▸ Provided data
....................
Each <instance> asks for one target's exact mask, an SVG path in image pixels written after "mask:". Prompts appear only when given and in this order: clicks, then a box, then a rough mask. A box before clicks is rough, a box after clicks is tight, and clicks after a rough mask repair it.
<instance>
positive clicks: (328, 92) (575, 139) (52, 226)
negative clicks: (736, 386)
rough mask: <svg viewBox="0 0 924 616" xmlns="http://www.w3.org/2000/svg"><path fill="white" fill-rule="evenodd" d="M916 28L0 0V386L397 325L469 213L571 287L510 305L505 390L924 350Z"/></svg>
....................
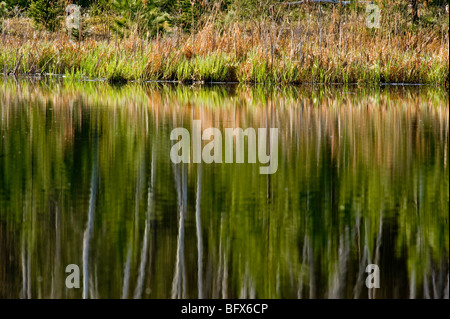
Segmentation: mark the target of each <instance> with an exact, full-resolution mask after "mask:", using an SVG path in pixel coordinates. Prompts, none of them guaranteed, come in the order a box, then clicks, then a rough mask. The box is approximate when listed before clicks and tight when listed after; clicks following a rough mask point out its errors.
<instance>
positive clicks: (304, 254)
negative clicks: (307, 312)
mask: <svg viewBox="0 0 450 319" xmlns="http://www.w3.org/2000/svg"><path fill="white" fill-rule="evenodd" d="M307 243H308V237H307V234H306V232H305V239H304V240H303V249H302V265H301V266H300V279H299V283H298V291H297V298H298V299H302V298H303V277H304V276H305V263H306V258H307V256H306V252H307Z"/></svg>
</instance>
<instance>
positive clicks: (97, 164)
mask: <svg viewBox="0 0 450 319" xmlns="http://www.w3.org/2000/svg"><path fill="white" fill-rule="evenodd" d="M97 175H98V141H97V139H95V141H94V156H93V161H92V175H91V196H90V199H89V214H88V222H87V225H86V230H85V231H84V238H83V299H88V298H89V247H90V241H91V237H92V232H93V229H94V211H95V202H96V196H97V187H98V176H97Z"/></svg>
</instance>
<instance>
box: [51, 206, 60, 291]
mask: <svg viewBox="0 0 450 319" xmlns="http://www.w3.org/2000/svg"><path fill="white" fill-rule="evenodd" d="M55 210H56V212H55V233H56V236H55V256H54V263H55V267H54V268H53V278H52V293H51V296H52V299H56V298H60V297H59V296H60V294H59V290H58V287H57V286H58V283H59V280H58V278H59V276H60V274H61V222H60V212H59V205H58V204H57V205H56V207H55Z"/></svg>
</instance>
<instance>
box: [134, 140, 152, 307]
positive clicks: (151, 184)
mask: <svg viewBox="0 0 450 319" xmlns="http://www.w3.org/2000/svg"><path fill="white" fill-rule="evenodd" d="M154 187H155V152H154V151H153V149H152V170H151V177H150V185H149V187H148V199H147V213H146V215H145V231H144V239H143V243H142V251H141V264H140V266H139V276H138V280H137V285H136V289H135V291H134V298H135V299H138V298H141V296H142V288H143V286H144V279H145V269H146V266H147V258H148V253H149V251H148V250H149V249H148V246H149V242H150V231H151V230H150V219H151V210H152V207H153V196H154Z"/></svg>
....................
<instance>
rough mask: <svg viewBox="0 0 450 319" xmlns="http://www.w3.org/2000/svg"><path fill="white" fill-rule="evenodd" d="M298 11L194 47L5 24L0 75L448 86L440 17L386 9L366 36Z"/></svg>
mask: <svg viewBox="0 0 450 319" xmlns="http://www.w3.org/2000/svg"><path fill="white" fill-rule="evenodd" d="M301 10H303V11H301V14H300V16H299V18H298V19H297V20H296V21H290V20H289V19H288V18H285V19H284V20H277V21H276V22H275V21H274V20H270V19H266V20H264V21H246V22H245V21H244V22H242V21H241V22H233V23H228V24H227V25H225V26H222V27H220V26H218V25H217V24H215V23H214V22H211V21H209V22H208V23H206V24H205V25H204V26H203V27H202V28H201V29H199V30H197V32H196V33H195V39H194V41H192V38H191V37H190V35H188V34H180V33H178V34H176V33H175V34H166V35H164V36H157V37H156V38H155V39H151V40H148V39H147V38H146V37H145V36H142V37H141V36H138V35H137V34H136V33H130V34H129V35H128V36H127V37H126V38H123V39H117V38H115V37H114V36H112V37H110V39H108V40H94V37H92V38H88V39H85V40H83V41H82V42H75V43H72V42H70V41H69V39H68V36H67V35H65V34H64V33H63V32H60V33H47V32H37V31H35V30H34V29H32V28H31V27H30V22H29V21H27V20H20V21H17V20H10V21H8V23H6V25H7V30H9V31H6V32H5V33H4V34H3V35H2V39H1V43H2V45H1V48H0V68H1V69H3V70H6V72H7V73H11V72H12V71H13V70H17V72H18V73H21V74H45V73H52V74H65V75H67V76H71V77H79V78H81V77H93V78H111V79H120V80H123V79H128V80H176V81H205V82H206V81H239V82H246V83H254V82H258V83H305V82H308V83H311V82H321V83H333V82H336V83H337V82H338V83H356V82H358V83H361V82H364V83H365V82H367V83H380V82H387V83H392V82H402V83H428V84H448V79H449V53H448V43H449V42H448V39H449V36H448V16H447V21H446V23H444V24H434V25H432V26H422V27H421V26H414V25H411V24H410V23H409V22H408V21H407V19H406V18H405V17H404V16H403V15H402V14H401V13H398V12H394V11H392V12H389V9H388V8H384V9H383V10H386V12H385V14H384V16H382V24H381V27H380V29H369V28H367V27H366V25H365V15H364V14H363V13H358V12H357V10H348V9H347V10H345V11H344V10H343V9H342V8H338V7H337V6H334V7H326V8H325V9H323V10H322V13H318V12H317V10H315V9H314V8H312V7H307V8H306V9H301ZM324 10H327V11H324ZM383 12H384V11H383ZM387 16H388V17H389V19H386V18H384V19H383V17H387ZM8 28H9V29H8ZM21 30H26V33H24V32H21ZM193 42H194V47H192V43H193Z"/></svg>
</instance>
....................
▸ Activity
Some lines in the data above hold the string "after". Find and copy each of them.

▸ Solution to the exercise
Each <instance> asks for one target's exact mask, an SVG path in image pixels written after "mask:". Prompts appear only when given and in this order: clicks, then a box, then a rough mask. A box before clicks is rough, a box after clicks is tight, and clicks after a rough mask repair it.
Segmentation: mark the target of each <instance> with an exact, full-resolution mask after "mask:", using an SVG path in pixel coordinates. Prompts, none of them guaranteed, come in the order a box, then clicks, then a rough mask. The box is approximate when listed before clicks and tight when listed after; clicks following a rough mask point out its errors.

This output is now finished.